* [Prompt]: From the material below, pull out every line that contains the string "leafy", and copy each one. The match is case-sensitive.

* [Data lines]:
-----

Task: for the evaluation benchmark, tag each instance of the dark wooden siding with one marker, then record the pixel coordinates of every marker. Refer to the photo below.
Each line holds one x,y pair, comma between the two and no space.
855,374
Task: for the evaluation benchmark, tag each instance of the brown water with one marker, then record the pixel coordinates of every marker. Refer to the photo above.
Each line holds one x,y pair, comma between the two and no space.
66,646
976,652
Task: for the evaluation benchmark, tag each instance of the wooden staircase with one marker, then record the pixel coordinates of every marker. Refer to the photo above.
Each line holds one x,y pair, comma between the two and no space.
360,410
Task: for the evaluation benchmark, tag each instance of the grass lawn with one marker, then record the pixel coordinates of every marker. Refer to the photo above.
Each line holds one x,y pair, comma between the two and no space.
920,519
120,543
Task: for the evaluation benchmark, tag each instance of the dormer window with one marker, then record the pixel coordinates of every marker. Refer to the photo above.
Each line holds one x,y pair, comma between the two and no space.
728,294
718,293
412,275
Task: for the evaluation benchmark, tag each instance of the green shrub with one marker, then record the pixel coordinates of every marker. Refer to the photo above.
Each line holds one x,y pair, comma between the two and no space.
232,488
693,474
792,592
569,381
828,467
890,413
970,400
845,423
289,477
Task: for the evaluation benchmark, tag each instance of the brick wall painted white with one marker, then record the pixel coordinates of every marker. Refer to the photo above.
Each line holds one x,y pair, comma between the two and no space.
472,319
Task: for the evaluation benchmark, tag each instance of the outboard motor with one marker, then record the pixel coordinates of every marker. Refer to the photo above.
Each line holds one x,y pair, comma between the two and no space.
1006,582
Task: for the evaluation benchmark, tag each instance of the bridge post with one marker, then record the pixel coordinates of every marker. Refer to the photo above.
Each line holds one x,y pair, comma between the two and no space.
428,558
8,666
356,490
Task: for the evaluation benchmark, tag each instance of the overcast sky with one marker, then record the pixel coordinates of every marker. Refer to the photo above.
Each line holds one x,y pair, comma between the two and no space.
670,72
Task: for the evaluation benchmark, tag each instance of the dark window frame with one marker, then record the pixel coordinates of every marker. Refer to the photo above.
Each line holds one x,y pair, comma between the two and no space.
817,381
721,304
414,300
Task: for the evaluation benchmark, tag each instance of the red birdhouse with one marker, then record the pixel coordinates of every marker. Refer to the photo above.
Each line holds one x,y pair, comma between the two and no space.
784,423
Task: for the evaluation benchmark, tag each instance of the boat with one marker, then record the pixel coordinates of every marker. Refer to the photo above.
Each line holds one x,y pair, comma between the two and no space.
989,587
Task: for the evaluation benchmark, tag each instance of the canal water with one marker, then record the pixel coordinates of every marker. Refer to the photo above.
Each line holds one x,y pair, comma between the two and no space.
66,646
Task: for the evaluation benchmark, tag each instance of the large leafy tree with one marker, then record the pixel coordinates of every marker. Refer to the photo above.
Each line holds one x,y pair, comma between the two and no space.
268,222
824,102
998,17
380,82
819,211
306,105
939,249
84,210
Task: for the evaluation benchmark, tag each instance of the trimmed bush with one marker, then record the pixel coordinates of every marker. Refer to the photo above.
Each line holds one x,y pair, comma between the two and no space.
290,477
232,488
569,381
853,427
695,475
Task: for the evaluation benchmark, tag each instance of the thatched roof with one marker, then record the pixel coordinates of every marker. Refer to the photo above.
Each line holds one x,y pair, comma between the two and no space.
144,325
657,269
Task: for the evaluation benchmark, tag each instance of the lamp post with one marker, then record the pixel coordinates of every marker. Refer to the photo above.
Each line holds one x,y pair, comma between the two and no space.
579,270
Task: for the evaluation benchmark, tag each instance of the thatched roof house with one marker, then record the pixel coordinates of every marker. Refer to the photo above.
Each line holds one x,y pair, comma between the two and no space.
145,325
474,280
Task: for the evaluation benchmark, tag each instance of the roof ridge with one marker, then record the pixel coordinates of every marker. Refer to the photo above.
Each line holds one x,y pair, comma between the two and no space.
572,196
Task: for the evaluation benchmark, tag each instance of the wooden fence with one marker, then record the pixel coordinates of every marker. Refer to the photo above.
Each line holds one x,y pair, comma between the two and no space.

-----

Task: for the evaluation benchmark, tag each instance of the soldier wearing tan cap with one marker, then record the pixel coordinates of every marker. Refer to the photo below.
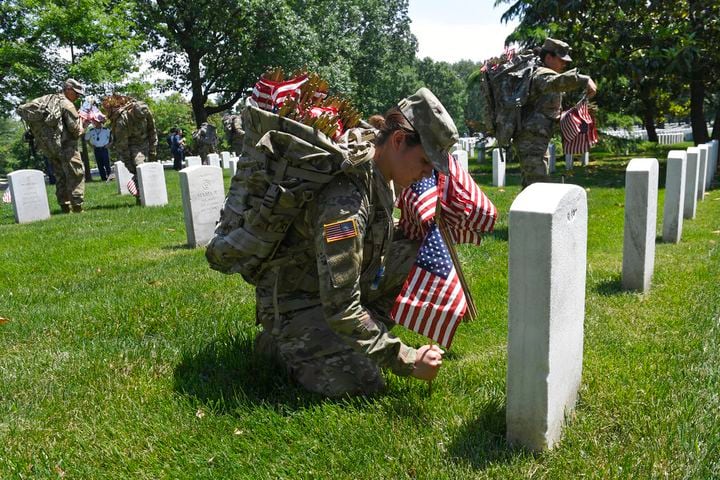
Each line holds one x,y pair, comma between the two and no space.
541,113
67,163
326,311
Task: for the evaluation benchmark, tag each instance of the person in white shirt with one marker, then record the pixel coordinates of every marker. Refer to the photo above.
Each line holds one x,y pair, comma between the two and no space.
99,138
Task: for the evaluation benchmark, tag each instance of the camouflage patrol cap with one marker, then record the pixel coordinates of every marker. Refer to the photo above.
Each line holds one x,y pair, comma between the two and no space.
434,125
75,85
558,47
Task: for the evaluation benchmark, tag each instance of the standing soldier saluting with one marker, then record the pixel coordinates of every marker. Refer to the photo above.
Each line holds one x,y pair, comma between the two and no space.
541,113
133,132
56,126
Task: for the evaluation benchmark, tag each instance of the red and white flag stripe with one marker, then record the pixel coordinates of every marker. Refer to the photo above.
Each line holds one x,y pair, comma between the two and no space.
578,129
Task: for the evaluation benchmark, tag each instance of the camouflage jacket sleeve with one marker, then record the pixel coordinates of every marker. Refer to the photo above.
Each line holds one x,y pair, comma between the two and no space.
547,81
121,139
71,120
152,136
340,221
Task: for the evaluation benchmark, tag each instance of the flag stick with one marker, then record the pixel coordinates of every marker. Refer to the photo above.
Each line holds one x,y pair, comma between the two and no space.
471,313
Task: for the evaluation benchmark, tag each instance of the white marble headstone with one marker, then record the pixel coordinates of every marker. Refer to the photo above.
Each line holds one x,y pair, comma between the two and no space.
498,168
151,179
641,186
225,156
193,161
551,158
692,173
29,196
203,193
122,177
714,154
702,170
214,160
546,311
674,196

-----

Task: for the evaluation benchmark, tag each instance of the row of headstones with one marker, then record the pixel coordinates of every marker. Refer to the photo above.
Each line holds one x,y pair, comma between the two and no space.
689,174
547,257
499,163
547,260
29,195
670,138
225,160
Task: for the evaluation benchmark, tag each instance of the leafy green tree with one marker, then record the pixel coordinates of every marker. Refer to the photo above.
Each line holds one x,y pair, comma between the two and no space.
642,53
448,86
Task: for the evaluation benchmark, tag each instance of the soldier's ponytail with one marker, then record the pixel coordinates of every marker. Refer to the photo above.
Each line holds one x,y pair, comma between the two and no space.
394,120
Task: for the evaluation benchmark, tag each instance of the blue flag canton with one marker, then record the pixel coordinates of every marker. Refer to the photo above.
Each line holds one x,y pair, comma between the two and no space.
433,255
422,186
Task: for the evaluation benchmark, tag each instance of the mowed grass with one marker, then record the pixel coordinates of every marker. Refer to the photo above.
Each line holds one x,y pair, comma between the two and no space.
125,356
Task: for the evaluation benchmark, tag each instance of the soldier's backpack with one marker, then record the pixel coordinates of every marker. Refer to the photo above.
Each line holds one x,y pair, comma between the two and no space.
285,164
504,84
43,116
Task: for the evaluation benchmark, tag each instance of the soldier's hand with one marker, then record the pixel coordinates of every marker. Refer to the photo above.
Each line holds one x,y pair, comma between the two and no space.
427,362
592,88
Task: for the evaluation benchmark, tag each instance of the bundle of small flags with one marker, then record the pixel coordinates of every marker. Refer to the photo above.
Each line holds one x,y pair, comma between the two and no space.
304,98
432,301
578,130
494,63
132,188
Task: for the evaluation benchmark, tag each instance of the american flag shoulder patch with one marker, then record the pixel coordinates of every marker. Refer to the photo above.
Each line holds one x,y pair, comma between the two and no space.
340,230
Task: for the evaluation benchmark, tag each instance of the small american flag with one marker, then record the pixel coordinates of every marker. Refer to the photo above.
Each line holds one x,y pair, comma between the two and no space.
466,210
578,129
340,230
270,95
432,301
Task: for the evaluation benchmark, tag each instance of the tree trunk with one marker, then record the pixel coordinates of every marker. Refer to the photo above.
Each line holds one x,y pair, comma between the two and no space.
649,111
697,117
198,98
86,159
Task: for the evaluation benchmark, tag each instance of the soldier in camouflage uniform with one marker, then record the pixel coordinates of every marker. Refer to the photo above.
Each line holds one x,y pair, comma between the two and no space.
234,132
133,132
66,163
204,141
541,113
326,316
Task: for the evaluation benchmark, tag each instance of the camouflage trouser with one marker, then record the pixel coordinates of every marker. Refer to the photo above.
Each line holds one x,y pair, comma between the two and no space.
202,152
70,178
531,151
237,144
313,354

-----

* [Output for this task]:
Task: for the evaluation benchmark, tag each instance of the large leafy tree with one marker, then record the pixel coordinates of every marker. Refer to the photo above.
Task: for the evaluation benchmark, tag each instance of the leafy green tree with one marker, then record the pixel coordinates of every marker. Refer to the photo above.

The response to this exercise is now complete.